_Work required_
Which lines in the data below contain the word "bare"? Pull each of them out.

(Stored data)

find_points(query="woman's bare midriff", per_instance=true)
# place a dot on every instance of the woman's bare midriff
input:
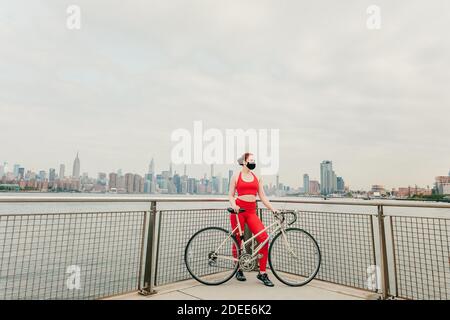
(247, 197)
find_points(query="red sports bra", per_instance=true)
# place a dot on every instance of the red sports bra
(244, 187)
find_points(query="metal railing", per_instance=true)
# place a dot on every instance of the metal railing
(91, 255)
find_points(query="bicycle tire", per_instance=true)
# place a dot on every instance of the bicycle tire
(277, 273)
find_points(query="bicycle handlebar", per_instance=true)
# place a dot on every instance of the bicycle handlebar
(292, 212)
(283, 213)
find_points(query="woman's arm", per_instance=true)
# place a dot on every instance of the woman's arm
(263, 198)
(232, 192)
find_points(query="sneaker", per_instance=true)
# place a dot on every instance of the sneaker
(265, 279)
(240, 275)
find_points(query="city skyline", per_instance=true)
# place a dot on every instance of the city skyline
(328, 182)
(374, 101)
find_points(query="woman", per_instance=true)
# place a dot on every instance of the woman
(247, 185)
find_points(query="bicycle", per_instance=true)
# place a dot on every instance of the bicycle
(209, 259)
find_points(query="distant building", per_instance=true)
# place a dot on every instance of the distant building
(129, 182)
(328, 181)
(51, 175)
(340, 185)
(62, 169)
(16, 170)
(21, 173)
(112, 181)
(405, 192)
(76, 168)
(314, 187)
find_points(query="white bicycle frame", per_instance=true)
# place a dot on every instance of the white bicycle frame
(256, 250)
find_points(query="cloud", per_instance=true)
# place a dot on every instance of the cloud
(374, 102)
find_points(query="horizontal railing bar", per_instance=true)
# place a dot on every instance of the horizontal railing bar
(368, 203)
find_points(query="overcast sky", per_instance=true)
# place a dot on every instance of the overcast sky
(375, 102)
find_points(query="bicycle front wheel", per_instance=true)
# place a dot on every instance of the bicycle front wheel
(209, 256)
(294, 257)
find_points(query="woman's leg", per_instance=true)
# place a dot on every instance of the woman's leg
(233, 221)
(255, 225)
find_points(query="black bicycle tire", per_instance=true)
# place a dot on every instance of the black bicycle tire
(185, 256)
(270, 258)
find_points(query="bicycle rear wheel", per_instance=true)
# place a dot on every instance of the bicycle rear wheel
(295, 258)
(209, 256)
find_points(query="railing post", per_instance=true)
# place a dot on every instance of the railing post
(383, 255)
(149, 256)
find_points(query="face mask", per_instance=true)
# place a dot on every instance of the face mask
(251, 166)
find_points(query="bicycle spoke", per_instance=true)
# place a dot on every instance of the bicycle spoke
(209, 256)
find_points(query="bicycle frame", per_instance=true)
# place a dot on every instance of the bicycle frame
(243, 243)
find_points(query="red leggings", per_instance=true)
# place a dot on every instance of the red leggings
(255, 225)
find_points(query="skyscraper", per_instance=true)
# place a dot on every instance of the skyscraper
(151, 167)
(327, 177)
(112, 180)
(340, 184)
(62, 169)
(16, 170)
(76, 168)
(51, 175)
(306, 183)
(21, 173)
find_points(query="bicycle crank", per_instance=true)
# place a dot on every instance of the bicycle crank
(247, 262)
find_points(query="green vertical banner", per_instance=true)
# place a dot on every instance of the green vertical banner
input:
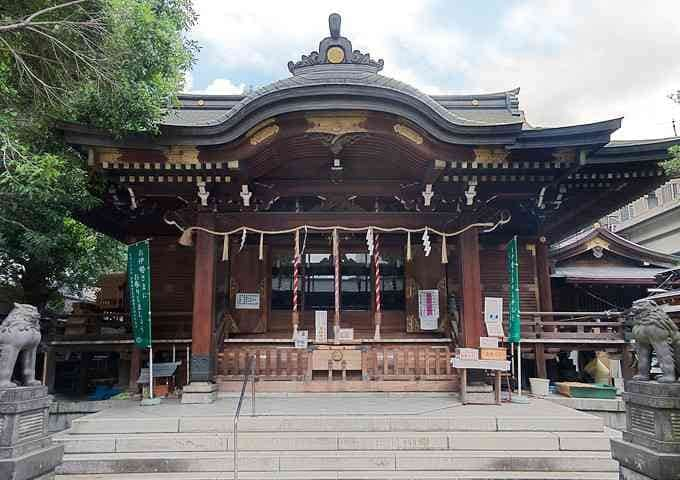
(513, 273)
(139, 286)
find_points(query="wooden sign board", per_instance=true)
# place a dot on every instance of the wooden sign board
(346, 334)
(247, 301)
(493, 316)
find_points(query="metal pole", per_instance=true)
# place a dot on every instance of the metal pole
(45, 367)
(253, 392)
(151, 371)
(512, 357)
(519, 368)
(236, 447)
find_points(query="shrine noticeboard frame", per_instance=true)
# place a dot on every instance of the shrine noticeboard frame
(139, 286)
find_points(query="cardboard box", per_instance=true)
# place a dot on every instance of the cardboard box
(493, 354)
(467, 353)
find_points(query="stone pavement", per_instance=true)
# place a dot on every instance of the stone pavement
(354, 404)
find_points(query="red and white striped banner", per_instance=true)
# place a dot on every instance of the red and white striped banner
(296, 271)
(378, 282)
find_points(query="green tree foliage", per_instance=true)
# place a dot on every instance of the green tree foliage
(112, 64)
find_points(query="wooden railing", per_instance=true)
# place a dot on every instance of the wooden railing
(378, 362)
(271, 363)
(600, 326)
(408, 363)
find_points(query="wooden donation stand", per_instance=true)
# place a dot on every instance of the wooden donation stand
(497, 366)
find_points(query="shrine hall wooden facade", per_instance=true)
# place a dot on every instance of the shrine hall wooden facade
(336, 144)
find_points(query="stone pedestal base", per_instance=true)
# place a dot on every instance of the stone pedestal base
(638, 459)
(199, 392)
(650, 448)
(26, 449)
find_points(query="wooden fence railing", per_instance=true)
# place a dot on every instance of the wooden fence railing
(601, 326)
(421, 362)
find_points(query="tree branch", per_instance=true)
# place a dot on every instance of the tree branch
(27, 21)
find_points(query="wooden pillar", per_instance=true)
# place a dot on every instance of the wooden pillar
(82, 374)
(544, 299)
(51, 368)
(203, 322)
(135, 364)
(471, 288)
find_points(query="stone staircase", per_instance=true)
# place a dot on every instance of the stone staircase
(338, 447)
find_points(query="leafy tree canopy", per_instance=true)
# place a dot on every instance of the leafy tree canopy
(113, 64)
(672, 166)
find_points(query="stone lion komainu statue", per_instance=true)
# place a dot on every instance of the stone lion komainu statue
(653, 329)
(19, 336)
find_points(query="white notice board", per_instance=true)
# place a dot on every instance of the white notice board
(321, 326)
(493, 316)
(301, 339)
(247, 301)
(428, 309)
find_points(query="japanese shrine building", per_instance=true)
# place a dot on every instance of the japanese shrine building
(337, 146)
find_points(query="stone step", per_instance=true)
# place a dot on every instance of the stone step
(95, 424)
(338, 461)
(329, 441)
(358, 475)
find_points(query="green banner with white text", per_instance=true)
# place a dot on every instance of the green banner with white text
(139, 286)
(513, 310)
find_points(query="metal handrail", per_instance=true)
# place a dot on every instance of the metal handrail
(250, 372)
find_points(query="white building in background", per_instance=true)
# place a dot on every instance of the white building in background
(652, 221)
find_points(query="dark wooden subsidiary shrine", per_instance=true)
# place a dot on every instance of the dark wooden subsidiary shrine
(330, 191)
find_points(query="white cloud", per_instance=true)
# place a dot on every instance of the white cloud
(222, 86)
(576, 62)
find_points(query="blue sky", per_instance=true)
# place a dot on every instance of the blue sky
(576, 61)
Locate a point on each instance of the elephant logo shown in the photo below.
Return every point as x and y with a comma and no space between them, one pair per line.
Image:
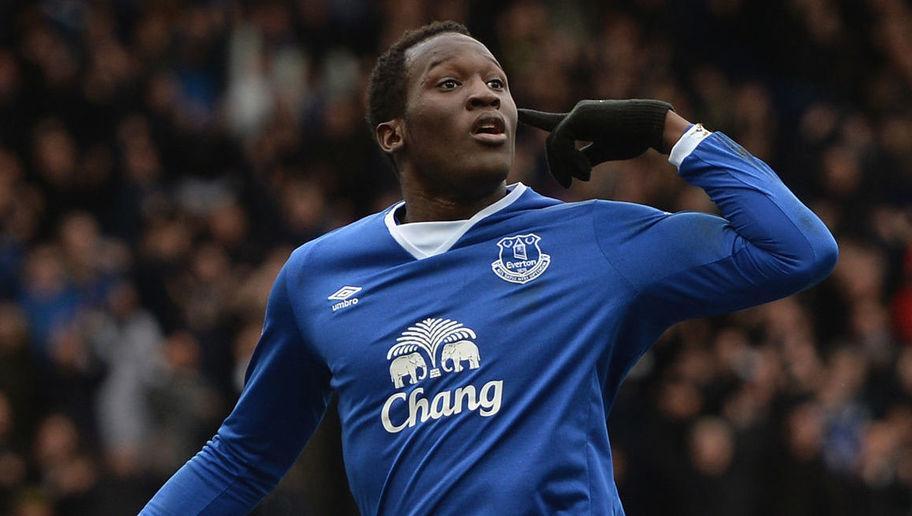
456,352
428,336
408,365
520,259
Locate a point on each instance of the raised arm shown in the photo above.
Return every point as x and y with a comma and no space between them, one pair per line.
766,245
284,398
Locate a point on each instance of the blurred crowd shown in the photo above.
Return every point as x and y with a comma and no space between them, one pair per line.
159,160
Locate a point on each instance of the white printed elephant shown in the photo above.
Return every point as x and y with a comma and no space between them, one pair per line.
407,365
457,352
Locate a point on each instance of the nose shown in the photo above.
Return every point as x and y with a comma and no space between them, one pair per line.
482,96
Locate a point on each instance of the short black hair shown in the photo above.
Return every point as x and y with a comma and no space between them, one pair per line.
387,87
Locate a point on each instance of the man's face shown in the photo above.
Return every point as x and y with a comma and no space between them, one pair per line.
460,119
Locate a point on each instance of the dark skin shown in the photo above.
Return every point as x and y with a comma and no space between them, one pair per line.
455,144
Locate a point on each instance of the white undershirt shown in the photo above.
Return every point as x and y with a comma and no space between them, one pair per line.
425,239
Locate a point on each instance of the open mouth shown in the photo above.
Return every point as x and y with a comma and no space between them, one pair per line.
490,128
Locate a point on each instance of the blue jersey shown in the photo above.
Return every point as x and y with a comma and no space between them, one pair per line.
479,380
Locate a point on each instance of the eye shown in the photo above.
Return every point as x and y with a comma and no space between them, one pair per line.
496,84
448,84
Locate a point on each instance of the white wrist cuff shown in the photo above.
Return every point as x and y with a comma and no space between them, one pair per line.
687,143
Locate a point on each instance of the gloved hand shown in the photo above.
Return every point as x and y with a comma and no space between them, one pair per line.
618,129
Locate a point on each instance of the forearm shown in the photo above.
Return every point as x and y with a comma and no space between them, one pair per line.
779,245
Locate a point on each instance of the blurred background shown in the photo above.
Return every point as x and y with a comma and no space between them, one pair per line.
160,159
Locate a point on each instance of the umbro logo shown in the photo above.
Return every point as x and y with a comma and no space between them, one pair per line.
344,296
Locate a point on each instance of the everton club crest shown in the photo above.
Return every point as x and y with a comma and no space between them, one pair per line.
521,259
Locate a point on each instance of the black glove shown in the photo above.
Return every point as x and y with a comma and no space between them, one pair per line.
618,129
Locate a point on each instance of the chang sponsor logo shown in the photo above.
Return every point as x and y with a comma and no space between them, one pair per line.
414,358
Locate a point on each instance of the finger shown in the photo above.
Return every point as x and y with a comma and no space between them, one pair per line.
540,119
594,153
555,154
564,160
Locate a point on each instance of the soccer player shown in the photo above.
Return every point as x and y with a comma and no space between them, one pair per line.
477,332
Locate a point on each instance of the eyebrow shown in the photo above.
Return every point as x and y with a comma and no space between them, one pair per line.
437,62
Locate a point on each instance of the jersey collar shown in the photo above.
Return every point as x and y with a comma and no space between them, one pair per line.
449,234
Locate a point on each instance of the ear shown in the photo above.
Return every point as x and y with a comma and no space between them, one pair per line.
390,136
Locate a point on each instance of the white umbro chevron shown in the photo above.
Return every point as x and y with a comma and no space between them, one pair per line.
344,293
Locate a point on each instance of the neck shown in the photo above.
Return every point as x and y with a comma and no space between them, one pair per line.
425,205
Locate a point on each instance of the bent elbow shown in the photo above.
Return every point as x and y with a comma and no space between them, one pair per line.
820,262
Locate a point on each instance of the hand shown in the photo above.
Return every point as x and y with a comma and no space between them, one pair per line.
618,129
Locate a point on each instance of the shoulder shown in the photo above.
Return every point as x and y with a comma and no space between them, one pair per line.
621,215
340,244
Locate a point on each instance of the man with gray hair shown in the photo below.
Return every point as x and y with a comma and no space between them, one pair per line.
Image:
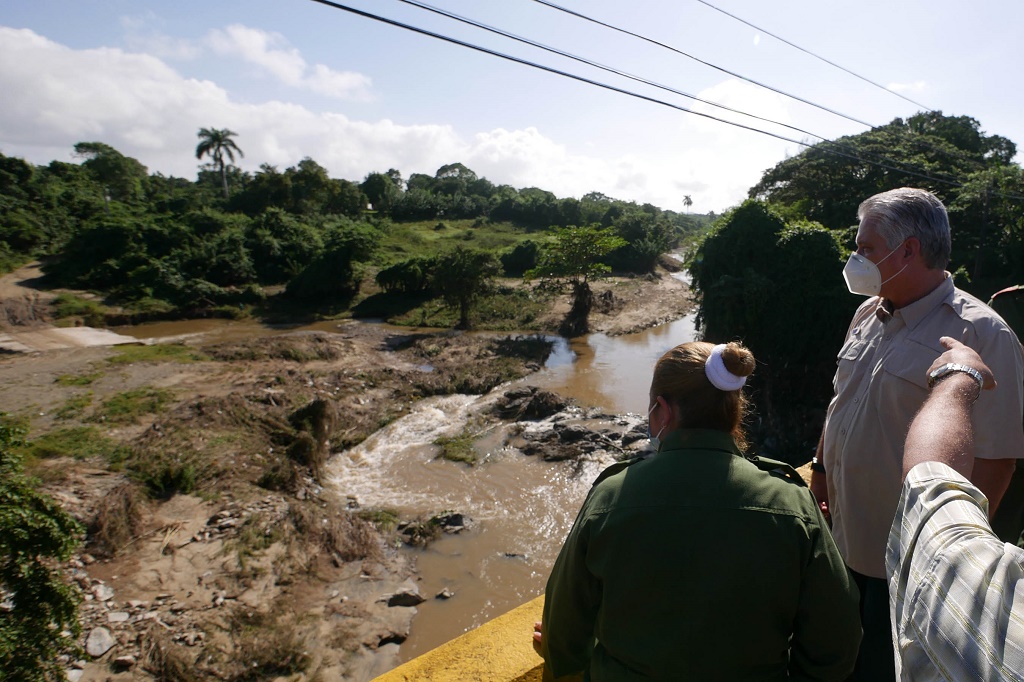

_Result_
find_points(query="woman's bare midriff", per_instance=true)
# place a dot on every instance of the woman's bare midriff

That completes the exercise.